### Provided data:
++++++++
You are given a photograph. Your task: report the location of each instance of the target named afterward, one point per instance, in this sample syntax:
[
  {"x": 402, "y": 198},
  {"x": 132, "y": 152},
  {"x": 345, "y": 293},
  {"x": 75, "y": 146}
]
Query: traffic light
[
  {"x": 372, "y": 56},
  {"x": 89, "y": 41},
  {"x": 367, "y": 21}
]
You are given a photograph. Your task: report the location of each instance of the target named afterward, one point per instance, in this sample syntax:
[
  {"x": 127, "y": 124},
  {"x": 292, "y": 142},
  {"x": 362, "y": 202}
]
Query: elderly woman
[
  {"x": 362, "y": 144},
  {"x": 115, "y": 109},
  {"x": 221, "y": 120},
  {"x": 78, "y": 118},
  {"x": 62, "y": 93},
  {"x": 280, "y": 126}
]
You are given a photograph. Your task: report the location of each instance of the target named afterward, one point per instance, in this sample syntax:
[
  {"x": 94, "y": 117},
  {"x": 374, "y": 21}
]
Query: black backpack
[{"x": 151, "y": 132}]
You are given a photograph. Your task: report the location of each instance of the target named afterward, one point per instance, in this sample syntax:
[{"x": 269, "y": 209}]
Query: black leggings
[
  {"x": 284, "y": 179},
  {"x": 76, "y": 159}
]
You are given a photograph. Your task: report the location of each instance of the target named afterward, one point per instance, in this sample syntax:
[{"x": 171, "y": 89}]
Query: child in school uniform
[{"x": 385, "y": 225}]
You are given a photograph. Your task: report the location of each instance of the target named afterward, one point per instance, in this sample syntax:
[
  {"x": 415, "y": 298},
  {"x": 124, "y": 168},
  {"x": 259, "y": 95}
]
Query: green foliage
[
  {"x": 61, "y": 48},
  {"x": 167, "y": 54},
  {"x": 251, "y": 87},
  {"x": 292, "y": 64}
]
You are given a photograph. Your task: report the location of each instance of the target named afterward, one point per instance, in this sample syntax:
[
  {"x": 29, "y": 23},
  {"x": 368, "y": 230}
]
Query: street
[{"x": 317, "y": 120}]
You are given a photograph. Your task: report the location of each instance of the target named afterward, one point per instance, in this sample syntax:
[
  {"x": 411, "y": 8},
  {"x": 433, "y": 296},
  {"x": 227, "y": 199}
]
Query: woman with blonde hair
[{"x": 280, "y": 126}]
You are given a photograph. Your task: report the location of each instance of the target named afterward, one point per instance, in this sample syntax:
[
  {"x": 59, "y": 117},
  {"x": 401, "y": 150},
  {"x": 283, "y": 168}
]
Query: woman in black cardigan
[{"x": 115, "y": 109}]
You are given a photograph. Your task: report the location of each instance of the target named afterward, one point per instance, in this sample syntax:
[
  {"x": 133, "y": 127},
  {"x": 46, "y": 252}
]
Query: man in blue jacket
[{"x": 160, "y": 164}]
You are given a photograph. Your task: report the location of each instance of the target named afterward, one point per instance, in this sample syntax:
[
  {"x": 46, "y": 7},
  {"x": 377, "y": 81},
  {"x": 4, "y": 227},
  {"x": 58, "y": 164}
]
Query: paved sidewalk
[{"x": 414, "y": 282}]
++++++++
Could you restate every entry verbatim, please?

### Answer to this problem:
You are given a photograph. Your task: report the location of each instance of the target named afterward, one point per instance, in this sample syntax:
[
  {"x": 402, "y": 198},
  {"x": 132, "y": 152},
  {"x": 345, "y": 293},
  {"x": 75, "y": 146}
]
Query: traffic light
[
  {"x": 372, "y": 56},
  {"x": 89, "y": 41},
  {"x": 367, "y": 21}
]
You are given a photograph. Your task: report the location of each instance of the target named afterward, one point per instance, in this sample syntax:
[
  {"x": 127, "y": 124},
  {"x": 292, "y": 142},
  {"x": 362, "y": 202}
]
Query: elderly woman
[
  {"x": 362, "y": 144},
  {"x": 115, "y": 109},
  {"x": 221, "y": 120},
  {"x": 78, "y": 118},
  {"x": 62, "y": 93},
  {"x": 280, "y": 126}
]
You are given a photograph. Your task: report the location of each instance of the target named afterward, one point per instance, in this sample syntax:
[
  {"x": 94, "y": 117},
  {"x": 374, "y": 21}
]
Query: black backpack
[{"x": 151, "y": 132}]
You are given a photograph. Your task: report the location of each instance of the target named afterward, one point per instance, in this sample syntax:
[{"x": 269, "y": 209}]
Query: black leggings
[
  {"x": 284, "y": 179},
  {"x": 76, "y": 159}
]
You are given a photograph. Your task: report the location of each instance of the target named afterward, one point per instance, in this sample syntax:
[{"x": 171, "y": 89}]
Query: child in school uniform
[{"x": 385, "y": 225}]
You are given a photograph. Your task: report the location of each instance of the target named afterward, one point per instance, in this sample syntax:
[
  {"x": 415, "y": 298},
  {"x": 124, "y": 168},
  {"x": 259, "y": 95}
]
Query: green foliage
[
  {"x": 61, "y": 48},
  {"x": 167, "y": 54},
  {"x": 251, "y": 87},
  {"x": 292, "y": 64}
]
You are given a photograph. Your task: report the location of each instance of the target named afterward, one point per instance, in this sample syntax:
[
  {"x": 29, "y": 23},
  {"x": 368, "y": 230}
]
Query: street
[{"x": 317, "y": 120}]
You are given a photograph. Your task: report the location of each instance of the target named afterward, one point per instance, in this sample syntax:
[
  {"x": 411, "y": 8},
  {"x": 433, "y": 296},
  {"x": 227, "y": 199}
]
Query: woman with blonde hair
[{"x": 280, "y": 126}]
You are given a photograph. Your task: report the location of each instance of the target named afterward, one point per instance, in this sample syntax:
[
  {"x": 59, "y": 117},
  {"x": 401, "y": 150},
  {"x": 283, "y": 168}
]
Query: woman in black cardigan
[{"x": 115, "y": 109}]
You are given a photograph. Your task: report the location of each instance of the target named afterward, one point per instance, in this sample syntax:
[
  {"x": 133, "y": 127},
  {"x": 46, "y": 252}
]
Query: man in blue jacket
[{"x": 160, "y": 164}]
You are given a photograph. Your task: report the location of each instance of the target named afterward, one point per instance, in this sample syntax:
[
  {"x": 46, "y": 7},
  {"x": 377, "y": 81},
  {"x": 4, "y": 227},
  {"x": 58, "y": 164}
]
Query: paved sidewalk
[{"x": 414, "y": 282}]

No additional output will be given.